[What is expected] List every line of the records below that contains the word "railing", copying each line in full.

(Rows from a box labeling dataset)
-- -- --

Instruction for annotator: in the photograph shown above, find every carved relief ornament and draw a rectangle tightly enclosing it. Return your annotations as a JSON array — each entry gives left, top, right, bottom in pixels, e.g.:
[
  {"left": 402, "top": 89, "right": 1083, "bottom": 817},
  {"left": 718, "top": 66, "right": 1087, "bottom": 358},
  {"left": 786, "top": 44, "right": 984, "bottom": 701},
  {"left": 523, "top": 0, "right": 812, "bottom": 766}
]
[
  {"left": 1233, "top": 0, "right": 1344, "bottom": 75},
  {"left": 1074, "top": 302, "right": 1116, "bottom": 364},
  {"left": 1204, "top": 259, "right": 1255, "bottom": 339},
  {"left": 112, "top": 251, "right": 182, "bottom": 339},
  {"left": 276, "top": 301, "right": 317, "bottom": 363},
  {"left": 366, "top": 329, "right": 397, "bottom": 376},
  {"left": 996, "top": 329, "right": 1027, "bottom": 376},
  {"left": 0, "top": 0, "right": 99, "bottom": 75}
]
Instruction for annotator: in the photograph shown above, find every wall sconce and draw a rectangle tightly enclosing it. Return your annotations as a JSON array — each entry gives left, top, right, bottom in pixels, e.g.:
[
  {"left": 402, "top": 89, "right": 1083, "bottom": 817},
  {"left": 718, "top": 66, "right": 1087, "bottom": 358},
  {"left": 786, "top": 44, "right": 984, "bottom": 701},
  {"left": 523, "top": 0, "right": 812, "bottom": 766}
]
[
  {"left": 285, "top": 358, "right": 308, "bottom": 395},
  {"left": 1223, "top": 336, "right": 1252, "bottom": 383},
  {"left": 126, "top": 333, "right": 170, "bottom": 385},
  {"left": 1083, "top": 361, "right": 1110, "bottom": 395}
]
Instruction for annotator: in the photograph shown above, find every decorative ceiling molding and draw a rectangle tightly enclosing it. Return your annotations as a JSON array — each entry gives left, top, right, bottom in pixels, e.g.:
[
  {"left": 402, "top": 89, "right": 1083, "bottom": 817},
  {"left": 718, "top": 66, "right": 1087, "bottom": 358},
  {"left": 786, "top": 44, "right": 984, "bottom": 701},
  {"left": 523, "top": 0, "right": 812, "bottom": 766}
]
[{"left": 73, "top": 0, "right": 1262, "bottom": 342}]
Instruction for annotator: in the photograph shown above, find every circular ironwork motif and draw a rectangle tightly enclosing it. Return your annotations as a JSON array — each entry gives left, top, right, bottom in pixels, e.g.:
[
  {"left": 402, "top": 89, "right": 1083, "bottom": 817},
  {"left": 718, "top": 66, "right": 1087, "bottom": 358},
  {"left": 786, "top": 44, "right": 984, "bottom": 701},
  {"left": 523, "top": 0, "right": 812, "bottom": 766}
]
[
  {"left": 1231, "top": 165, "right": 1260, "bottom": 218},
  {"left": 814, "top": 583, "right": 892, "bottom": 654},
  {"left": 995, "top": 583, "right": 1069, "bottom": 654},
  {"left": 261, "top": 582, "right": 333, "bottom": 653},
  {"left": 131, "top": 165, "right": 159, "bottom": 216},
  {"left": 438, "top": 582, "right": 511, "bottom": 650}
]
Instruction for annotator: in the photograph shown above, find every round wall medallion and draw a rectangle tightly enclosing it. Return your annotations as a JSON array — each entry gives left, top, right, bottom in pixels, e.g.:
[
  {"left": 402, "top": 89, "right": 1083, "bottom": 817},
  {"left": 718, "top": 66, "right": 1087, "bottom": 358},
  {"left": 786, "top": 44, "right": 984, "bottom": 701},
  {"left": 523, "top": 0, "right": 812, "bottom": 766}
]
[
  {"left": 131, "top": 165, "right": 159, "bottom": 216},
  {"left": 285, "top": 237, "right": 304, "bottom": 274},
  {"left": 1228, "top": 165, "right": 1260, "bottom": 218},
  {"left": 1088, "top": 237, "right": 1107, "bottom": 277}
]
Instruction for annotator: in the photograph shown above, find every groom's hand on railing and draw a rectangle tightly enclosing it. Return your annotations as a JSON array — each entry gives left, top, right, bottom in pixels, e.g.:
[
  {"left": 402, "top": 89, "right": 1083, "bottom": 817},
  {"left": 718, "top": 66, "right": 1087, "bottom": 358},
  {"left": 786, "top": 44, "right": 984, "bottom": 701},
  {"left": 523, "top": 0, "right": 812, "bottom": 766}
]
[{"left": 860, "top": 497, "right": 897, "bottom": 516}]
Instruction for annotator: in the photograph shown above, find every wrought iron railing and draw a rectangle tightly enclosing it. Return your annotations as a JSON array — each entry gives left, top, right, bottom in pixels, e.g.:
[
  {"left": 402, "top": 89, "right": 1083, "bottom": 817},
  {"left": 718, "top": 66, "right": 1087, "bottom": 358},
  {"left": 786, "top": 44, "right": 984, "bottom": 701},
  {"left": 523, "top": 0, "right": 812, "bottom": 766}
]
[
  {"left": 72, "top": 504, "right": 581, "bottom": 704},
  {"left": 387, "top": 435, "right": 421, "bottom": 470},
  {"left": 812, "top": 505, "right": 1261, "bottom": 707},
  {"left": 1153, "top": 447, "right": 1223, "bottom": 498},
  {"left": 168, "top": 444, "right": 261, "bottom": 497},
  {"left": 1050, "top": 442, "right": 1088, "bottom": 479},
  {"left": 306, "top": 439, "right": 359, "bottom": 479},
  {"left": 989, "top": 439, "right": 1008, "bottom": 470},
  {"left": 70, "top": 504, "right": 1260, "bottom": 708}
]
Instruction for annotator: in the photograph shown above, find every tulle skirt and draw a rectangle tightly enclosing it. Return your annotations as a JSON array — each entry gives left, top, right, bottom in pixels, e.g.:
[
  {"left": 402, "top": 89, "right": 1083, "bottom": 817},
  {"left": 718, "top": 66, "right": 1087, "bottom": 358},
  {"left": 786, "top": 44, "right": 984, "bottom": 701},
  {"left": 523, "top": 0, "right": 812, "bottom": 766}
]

-- -- --

[Correct result]
Instruction for annotator: in the photograph shown above, find every groom's hand on railing and draw a rectangle tightly enclosing it. Return your annotations as a JSON array — each entry gives left, top, right, bottom in pixels, e.g.:
Instruction for annotator: in the photograph shown above, find every wrought iron railing and draw a rectangle tightly enclosing it. Return your annotations as a JSON array — each entry gives left, top, right, bottom in pixels, e.g.:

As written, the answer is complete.